» **Work to complete**
Copy each line of the material below verbatim.

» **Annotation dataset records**
----------

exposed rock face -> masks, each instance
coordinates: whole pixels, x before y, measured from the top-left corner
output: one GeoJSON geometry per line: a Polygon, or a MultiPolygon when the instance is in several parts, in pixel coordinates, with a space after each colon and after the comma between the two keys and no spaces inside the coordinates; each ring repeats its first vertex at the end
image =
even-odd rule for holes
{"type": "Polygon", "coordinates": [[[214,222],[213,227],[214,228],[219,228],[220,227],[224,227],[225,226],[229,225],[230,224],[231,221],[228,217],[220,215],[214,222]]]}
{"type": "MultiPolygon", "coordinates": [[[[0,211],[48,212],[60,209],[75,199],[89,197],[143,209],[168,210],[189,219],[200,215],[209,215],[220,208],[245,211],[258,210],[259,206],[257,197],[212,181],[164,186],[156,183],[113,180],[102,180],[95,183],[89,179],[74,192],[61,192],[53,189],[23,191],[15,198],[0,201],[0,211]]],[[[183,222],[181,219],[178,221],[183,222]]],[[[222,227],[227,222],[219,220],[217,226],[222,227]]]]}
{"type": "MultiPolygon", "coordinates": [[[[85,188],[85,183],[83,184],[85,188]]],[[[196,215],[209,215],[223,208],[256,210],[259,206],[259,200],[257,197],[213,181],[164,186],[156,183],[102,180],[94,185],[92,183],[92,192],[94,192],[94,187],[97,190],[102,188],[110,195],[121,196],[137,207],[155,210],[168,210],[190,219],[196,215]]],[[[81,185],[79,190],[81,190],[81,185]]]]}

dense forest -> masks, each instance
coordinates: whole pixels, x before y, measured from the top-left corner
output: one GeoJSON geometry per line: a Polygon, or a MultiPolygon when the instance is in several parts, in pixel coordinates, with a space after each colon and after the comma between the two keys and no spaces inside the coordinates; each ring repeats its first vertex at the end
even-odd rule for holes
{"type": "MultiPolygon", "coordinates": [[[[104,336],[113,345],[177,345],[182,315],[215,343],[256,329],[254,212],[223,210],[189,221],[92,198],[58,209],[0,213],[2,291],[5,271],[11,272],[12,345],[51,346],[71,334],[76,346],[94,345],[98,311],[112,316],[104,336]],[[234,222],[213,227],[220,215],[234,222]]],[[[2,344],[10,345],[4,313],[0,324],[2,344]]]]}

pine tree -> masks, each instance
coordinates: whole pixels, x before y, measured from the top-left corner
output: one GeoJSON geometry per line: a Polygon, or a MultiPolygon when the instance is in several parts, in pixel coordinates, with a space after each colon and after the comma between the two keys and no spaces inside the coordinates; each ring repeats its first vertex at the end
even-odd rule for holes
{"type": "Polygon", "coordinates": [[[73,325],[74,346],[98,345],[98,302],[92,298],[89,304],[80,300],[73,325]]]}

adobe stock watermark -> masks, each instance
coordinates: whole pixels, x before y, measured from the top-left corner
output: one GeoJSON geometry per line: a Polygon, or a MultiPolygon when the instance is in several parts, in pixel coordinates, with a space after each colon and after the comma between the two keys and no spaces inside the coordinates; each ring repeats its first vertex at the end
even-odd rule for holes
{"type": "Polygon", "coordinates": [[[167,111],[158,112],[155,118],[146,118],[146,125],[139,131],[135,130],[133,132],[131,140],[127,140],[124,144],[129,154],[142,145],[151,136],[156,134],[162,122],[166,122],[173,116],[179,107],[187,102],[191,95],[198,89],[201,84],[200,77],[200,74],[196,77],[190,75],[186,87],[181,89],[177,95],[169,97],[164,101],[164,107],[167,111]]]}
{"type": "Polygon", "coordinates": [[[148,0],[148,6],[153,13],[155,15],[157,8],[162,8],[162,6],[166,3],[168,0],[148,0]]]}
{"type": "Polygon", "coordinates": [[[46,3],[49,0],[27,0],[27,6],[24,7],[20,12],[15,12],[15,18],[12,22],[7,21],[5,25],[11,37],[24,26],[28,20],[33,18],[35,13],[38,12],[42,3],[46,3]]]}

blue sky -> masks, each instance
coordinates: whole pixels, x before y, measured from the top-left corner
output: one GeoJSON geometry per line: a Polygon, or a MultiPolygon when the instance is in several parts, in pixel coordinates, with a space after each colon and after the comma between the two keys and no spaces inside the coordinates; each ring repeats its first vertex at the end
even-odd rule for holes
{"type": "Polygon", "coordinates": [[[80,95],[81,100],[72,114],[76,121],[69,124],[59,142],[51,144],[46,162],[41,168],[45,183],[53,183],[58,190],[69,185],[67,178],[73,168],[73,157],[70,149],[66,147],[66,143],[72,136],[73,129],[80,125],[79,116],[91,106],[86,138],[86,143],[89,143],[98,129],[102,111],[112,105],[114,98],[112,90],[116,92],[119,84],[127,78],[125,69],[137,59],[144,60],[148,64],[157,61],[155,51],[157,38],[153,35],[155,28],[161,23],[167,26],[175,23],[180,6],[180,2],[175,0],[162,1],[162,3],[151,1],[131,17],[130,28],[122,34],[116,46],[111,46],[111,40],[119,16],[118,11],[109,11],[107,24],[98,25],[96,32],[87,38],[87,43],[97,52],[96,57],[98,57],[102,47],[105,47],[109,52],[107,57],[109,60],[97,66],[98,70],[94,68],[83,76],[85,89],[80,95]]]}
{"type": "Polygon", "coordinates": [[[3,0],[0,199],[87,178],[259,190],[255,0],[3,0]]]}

----------

» **The solution**
exposed rock face -> masks, each instance
coordinates: whole pixels, x before y, measured from the top-left corner
output: one GeoJSON geometry per line: a Polygon, or a MultiPolygon when the instance is in several parts, in pixel coordinates, with a space after each colon and after the comma between the two keys and no spaces inside the coordinates; each ring repeats its first vertex at the end
image =
even-odd rule for holes
{"type": "Polygon", "coordinates": [[[214,222],[213,227],[214,228],[219,228],[220,227],[224,227],[225,226],[229,225],[230,224],[231,221],[228,217],[220,215],[214,222]]]}
{"type": "MultiPolygon", "coordinates": [[[[0,211],[48,212],[60,209],[75,199],[89,197],[143,209],[168,210],[189,219],[200,215],[209,215],[220,208],[245,211],[258,210],[259,206],[257,197],[212,181],[164,186],[156,183],[113,180],[102,180],[95,183],[89,179],[74,192],[61,192],[53,189],[23,191],[15,198],[0,201],[0,211]]],[[[183,222],[181,219],[178,221],[183,222]]],[[[222,227],[227,222],[219,220],[217,226],[222,227]]]]}
{"type": "MultiPolygon", "coordinates": [[[[85,188],[85,183],[83,184],[85,188]]],[[[196,215],[209,215],[223,208],[256,210],[259,206],[259,200],[257,197],[213,181],[164,186],[156,183],[102,180],[94,185],[92,183],[92,192],[94,192],[94,187],[97,190],[102,188],[110,195],[121,196],[137,207],[155,210],[168,210],[190,219],[196,215]]],[[[81,185],[79,190],[81,190],[81,185]]]]}

dense forest -> masks, each instance
coordinates: whole pixels, x before y, measured from the top-left corner
output: one GeoJSON geometry per line: a Polygon, or a MultiPolygon when the instance is in several parts, in pixel coordinates, with a space after each colon and after the comma between the two keys and no spaces inside the coordinates; each ring repeats its first vertex at the end
even-odd rule for holes
{"type": "MultiPolygon", "coordinates": [[[[104,336],[113,345],[177,345],[182,315],[215,343],[256,329],[254,212],[223,210],[189,221],[92,198],[58,209],[0,213],[2,291],[5,271],[11,272],[12,345],[51,346],[71,334],[76,346],[94,345],[98,311],[112,316],[104,336]],[[234,222],[213,227],[220,215],[234,222]]],[[[2,344],[10,345],[4,313],[0,324],[2,344]]]]}

pine tree -> masks, each instance
coordinates: whole pixels, x before y, measured from the top-left corner
output: one GeoJSON geometry per line: a Polygon, or a MultiPolygon when the instance is in several parts, in pixel coordinates, with a space after each colon and after the comma between the two keys and no spaces inside the coordinates; each ring repeats its first vertex at the end
even-odd rule for holes
{"type": "Polygon", "coordinates": [[[73,325],[74,346],[98,345],[98,302],[92,298],[89,304],[80,300],[73,325]]]}

adobe stock watermark -> masks, each instance
coordinates: whole pixels, x before y, measured from the top-left corner
output: one GeoJSON geometry per line: a Polygon, or a MultiPolygon when the instance is in several parts, in pixel coordinates, with a space after each colon and after the comma between the two keys and no spaces inside the coordinates; each ring repeats its first vertex at the end
even-odd rule for holes
{"type": "Polygon", "coordinates": [[[167,111],[158,112],[155,118],[146,118],[146,125],[139,131],[135,130],[133,132],[131,140],[127,140],[124,144],[129,154],[142,145],[151,136],[156,134],[162,122],[166,122],[173,116],[179,107],[187,102],[191,95],[198,89],[201,84],[200,77],[200,74],[196,77],[190,75],[186,87],[181,89],[177,95],[169,97],[164,101],[164,107],[167,111]]]}
{"type": "Polygon", "coordinates": [[[148,0],[148,6],[153,13],[155,15],[157,8],[162,8],[162,6],[166,3],[168,0],[148,0]]]}
{"type": "Polygon", "coordinates": [[[46,3],[49,0],[27,0],[27,6],[24,7],[20,12],[15,12],[15,18],[12,22],[7,21],[5,25],[11,37],[24,26],[28,20],[33,18],[35,13],[38,12],[42,3],[46,3]]]}

blue sky -> masks, each instance
coordinates: whole pixels, x before y, measured from the top-left corner
output: one GeoJSON geometry per line: a Polygon, or a MultiPolygon when the instance is in several parts, in pixel coordinates, with a space after each colon and after the comma between the two keys and no spaces inside the coordinates; each ring repeats its first vertex at the end
even-odd rule for holes
{"type": "Polygon", "coordinates": [[[80,95],[81,100],[72,114],[76,121],[69,124],[59,142],[51,144],[46,162],[41,168],[45,183],[53,183],[58,190],[69,185],[67,178],[73,168],[73,157],[70,149],[66,147],[66,143],[72,136],[73,129],[80,125],[79,116],[91,106],[86,138],[86,143],[89,143],[98,129],[102,111],[112,105],[114,98],[112,90],[116,92],[119,84],[127,78],[125,69],[137,59],[144,60],[148,64],[157,61],[155,51],[157,38],[153,35],[155,28],[161,23],[167,26],[175,23],[180,6],[180,2],[175,0],[162,1],[162,3],[151,1],[131,17],[130,28],[122,34],[116,46],[111,46],[111,40],[119,16],[118,11],[109,11],[107,24],[98,25],[96,32],[87,38],[87,43],[97,52],[96,57],[98,57],[102,47],[105,47],[109,52],[107,57],[109,60],[97,66],[98,70],[94,68],[83,76],[85,89],[80,95]]]}
{"type": "Polygon", "coordinates": [[[3,0],[0,199],[87,178],[259,190],[255,0],[3,0]]]}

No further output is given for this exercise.